__Exercise brief__. Using the records below, output the stretch that opens with the line containing "Target: leafy tree" and closes with the line containing "Objective — one point per instance of the car wheel", exactly and including both lines, with nothing more.

● ● ● ●

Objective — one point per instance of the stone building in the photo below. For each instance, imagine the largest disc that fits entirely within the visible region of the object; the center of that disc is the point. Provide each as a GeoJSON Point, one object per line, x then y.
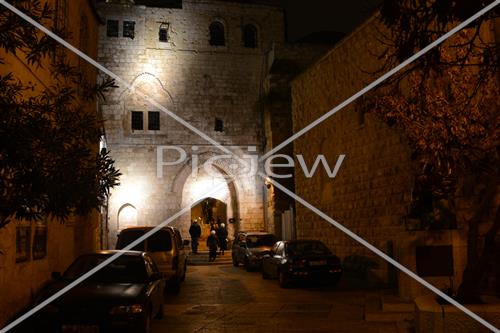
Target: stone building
{"type": "Point", "coordinates": [29, 252]}
{"type": "Point", "coordinates": [372, 192]}
{"type": "Point", "coordinates": [206, 62]}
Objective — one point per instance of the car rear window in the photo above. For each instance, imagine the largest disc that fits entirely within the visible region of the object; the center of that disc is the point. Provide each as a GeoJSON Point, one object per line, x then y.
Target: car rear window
{"type": "Point", "coordinates": [159, 241]}
{"type": "Point", "coordinates": [124, 269]}
{"type": "Point", "coordinates": [128, 236]}
{"type": "Point", "coordinates": [260, 240]}
{"type": "Point", "coordinates": [307, 248]}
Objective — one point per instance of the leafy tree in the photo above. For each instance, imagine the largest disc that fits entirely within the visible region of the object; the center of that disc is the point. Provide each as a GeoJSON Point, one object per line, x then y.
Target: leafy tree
{"type": "Point", "coordinates": [446, 104]}
{"type": "Point", "coordinates": [49, 163]}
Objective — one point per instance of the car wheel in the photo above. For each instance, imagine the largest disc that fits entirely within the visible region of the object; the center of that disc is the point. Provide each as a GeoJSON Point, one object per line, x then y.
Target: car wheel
{"type": "Point", "coordinates": [247, 265]}
{"type": "Point", "coordinates": [159, 315]}
{"type": "Point", "coordinates": [183, 277]}
{"type": "Point", "coordinates": [283, 280]}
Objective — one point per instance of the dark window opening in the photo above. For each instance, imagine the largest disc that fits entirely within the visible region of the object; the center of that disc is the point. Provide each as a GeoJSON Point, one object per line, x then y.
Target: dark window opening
{"type": "Point", "coordinates": [137, 121]}
{"type": "Point", "coordinates": [163, 32]}
{"type": "Point", "coordinates": [219, 125]}
{"type": "Point", "coordinates": [129, 29]}
{"type": "Point", "coordinates": [154, 121]}
{"type": "Point", "coordinates": [250, 36]}
{"type": "Point", "coordinates": [112, 28]}
{"type": "Point", "coordinates": [217, 36]}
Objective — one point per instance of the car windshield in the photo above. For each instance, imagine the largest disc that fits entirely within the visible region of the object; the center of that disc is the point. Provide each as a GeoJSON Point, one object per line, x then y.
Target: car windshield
{"type": "Point", "coordinates": [159, 241]}
{"type": "Point", "coordinates": [125, 269]}
{"type": "Point", "coordinates": [260, 240]}
{"type": "Point", "coordinates": [307, 248]}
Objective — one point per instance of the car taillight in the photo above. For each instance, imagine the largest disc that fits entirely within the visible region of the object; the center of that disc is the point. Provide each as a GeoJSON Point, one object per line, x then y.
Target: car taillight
{"type": "Point", "coordinates": [298, 263]}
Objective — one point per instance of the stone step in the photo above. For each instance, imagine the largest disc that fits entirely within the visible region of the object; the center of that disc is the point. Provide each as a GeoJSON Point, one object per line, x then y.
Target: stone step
{"type": "Point", "coordinates": [201, 259]}
{"type": "Point", "coordinates": [374, 312]}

● ● ● ●

__Response area__.
Target: leafy tree
{"type": "Point", "coordinates": [446, 104]}
{"type": "Point", "coordinates": [49, 163]}
Objective — one point per instance of the car wheel in the photo above. For each instance, imagine the largest disc that fits entirely within the visible region of the object; the center of that disc is the point. Provide each as a GeoJSON Point, one object per line, x then y.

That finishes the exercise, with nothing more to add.